> [Written instruction] In this exercise, return the whole listing exactly, excluding any images.

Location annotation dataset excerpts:
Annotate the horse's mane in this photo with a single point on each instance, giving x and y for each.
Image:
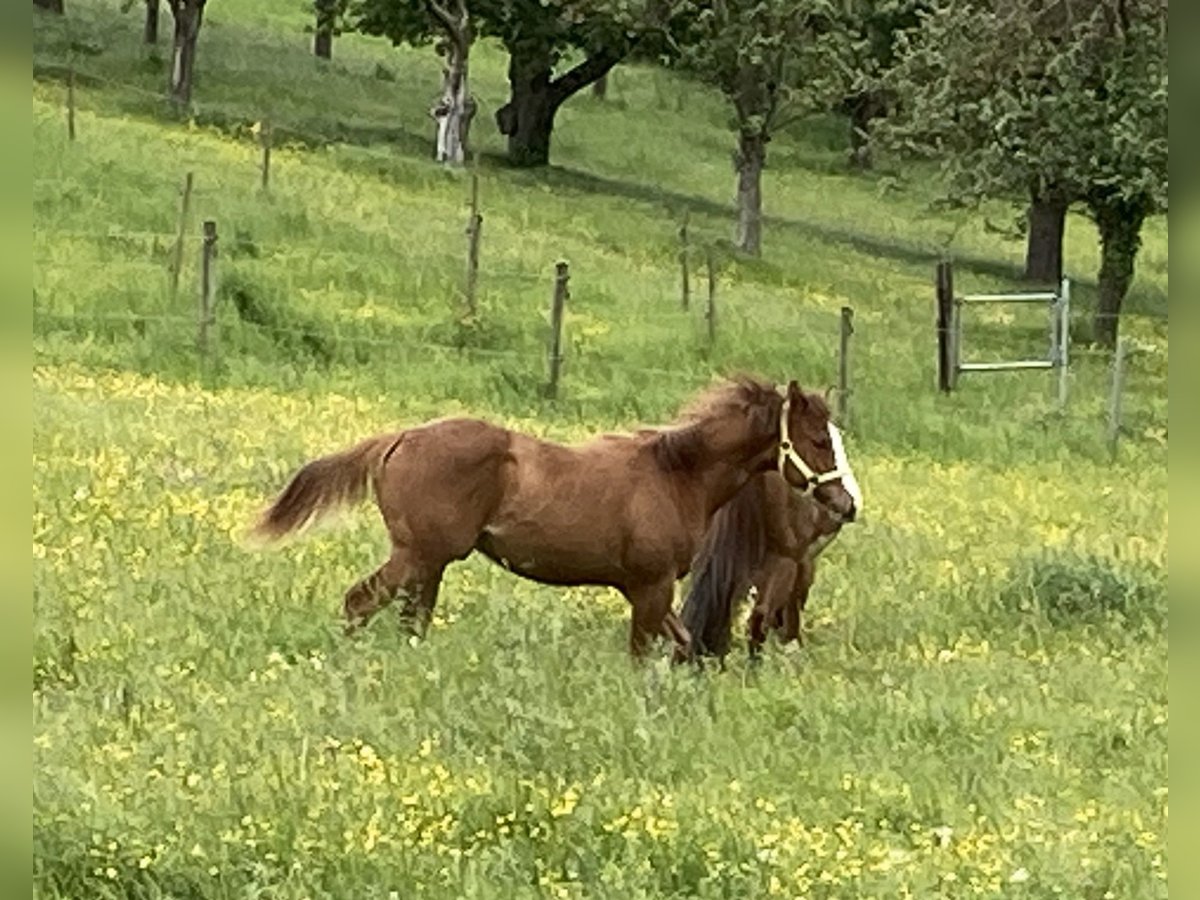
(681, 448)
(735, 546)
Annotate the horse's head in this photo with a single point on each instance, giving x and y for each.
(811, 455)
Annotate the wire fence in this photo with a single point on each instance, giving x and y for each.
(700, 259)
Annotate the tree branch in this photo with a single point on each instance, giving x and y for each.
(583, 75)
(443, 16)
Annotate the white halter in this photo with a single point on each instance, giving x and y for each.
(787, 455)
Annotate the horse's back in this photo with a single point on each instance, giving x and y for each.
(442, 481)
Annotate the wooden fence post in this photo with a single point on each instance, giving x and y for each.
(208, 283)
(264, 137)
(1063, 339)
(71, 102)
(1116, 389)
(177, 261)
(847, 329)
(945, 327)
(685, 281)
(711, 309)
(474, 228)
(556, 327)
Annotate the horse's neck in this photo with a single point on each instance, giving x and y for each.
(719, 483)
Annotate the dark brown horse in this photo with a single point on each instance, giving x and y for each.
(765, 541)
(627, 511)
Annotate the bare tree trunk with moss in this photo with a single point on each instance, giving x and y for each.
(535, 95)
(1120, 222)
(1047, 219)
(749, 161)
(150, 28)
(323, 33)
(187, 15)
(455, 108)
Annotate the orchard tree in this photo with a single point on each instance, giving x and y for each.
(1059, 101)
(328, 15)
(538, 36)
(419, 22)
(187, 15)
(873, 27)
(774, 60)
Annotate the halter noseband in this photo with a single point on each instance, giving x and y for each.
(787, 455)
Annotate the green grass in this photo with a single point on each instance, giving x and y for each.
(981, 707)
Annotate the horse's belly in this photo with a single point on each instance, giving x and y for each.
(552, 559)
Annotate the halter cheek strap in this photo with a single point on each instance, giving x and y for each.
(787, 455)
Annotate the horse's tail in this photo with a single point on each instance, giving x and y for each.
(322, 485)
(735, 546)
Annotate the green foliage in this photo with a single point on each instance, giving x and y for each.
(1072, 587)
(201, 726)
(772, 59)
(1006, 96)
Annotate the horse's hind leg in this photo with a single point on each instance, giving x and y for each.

> [Correct output]
Annotate the horse's mane in this photo with a single point on each instance, giving x and y for each.
Image:
(681, 448)
(735, 546)
Annotate the horse's head in this photo with a single point on each instance, giving x and y for each.
(811, 455)
Annotate the wire fence in this photo with a single point on each instance, giving x and y for each.
(700, 259)
Annotate the tree branch in this photo with a single point on each instance, giving x and y for each.
(583, 75)
(443, 16)
Annotate the white halter in this photo with a single point on each instance, giving x and y for each.
(787, 455)
Annotate the horse's back in this photo with a single point on each instance, giving x and y for each.
(442, 481)
Annotate the wooden fence post in this photo with a single point on each instance, giving x and y for each.
(208, 283)
(264, 137)
(1063, 339)
(71, 102)
(1116, 389)
(177, 261)
(847, 329)
(945, 327)
(685, 281)
(711, 309)
(474, 228)
(556, 327)
Annotate the horse's neck in this photo with a single point on each instance, giving x and y for each.
(719, 483)
Annotate the dark brown horse in this photo with a single point on each instance, giving x and y for each.
(765, 541)
(627, 511)
Annotate the bare tree trunk with moss in this photo with a single point on each instance, giving x and y for each.
(535, 95)
(1120, 222)
(1047, 219)
(749, 161)
(150, 28)
(323, 33)
(187, 15)
(455, 108)
Annotate the orchard tree in this photo with a single point on each instance, giving x and y for each.
(1059, 101)
(328, 15)
(538, 36)
(419, 22)
(187, 15)
(873, 27)
(774, 60)
Annotate the halter noseband in this photo with a single point on each instance, giving x and y for each.
(787, 455)
Annotate the green grass in this photo with a single point on each instance, giving x and y for each.
(981, 707)
Annotate the horse's belly in this photo with a single point on each instance, giving x and y for each.
(552, 559)
Annotate the halter cheek strap in this photo with a single point on each instance, giving x and y for each.
(787, 455)
Annotate the horse's tail in this photo with a single point on each instance, giving x and y for each.
(322, 485)
(735, 546)
Annotate the green foliage in this photo with a single point on each instance, giving x and y for each.
(1072, 587)
(201, 726)
(772, 59)
(1006, 96)
Annotate the horse's hind leg in this photo with a single point on each instance, giving x and y for each.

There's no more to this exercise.